- **WHAT YOU HAVE TO DO**
Reproduce exactly, from the data that follows, the line with "Could you point out the dense", the line with "Could you point out the green", and every line that lies between them.
Start of DATA FOR THIS EXERCISE
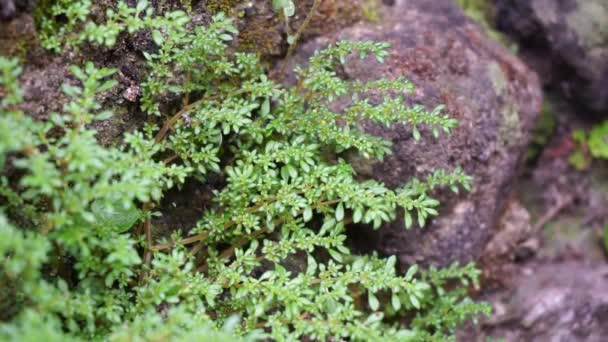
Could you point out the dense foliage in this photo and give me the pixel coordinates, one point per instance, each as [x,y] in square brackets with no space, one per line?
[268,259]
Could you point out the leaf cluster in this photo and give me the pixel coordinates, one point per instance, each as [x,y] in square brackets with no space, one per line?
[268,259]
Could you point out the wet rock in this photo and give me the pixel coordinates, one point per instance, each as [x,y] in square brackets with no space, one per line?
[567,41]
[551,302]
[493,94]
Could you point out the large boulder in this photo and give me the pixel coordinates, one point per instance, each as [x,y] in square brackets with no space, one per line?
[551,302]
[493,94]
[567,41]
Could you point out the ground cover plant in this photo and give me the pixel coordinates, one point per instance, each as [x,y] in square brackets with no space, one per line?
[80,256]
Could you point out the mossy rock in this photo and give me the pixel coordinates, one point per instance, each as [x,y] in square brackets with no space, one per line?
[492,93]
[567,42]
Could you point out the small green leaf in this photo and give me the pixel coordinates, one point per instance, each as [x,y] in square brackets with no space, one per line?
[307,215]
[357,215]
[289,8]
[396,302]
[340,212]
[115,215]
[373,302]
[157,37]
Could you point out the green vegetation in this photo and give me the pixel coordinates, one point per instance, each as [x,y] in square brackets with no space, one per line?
End of DATA FOR THIS EXERCISE
Start of DATA FOR THIS EXERCISE
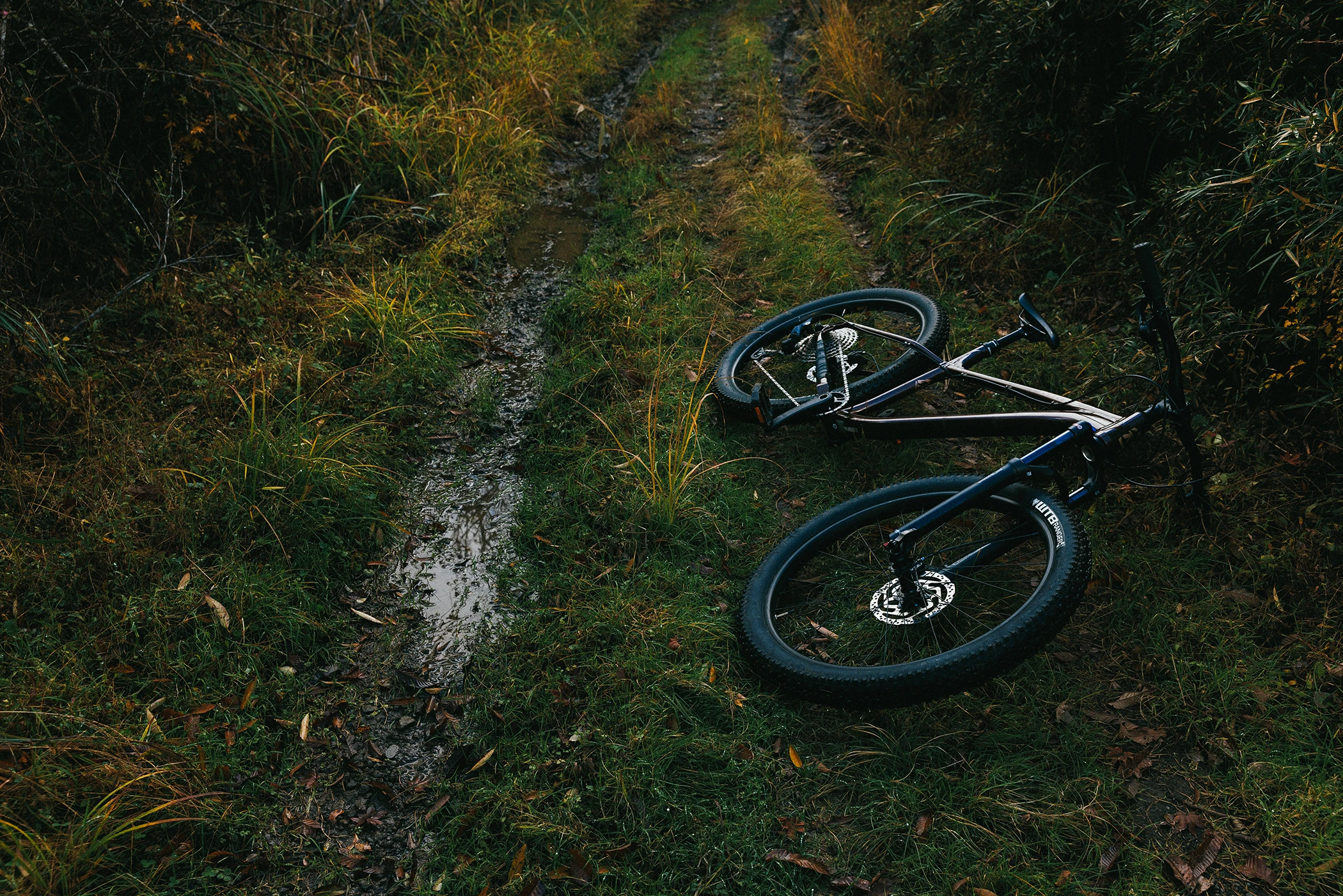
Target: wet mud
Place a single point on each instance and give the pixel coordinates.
End of DATA FOR THIS EXERCISE
- **ANSWER SECTION**
Could you point out the dense foliage in this photo and give me the pixel coordinates, one point per instance, each as [x,y] in square brackets with no space, one per line?
[268,259]
Could you point out the leaf cluster in this photo and give me the pixel coordinates, one point per instance, each as [x,y] in square brackets with no space, one per line?
[268,259]
Could you point out the wet rock in this photo and give me the pixel coordinates, one point per instance, each as [x,y] in square brackets with no space, one per line?
[567,41]
[551,302]
[493,94]
Could you point out the large boulder in this photo and give me the pixel coordinates, one point per instance, each as [x,y] in square brackets with no space, one per line?
[551,302]
[493,94]
[567,41]
Could you point out the ground cover plant in this photo and give me the pixel coordinates, one point per instance, each as [x,y] in square brackets with no space, one per line?
[80,256]
Could you point out the mossy rock in this photo and give me the pixel coordinates, one point per instance, each as [x,y] in square brackets with no space, one per line?
[492,93]
[567,42]
Could you point out the small green leaf in this photo and give me the pixel coordinates, one point per instance, each as [x,y] in square brackets with no space, one per line?
[307,215]
[357,215]
[289,8]
[396,302]
[340,212]
[115,215]
[373,302]
[157,37]
Could you point out the green vegetation in this photo and give me the pixel coordinates, one point per instance, each as [x,y] in square brackets with no space, one per line?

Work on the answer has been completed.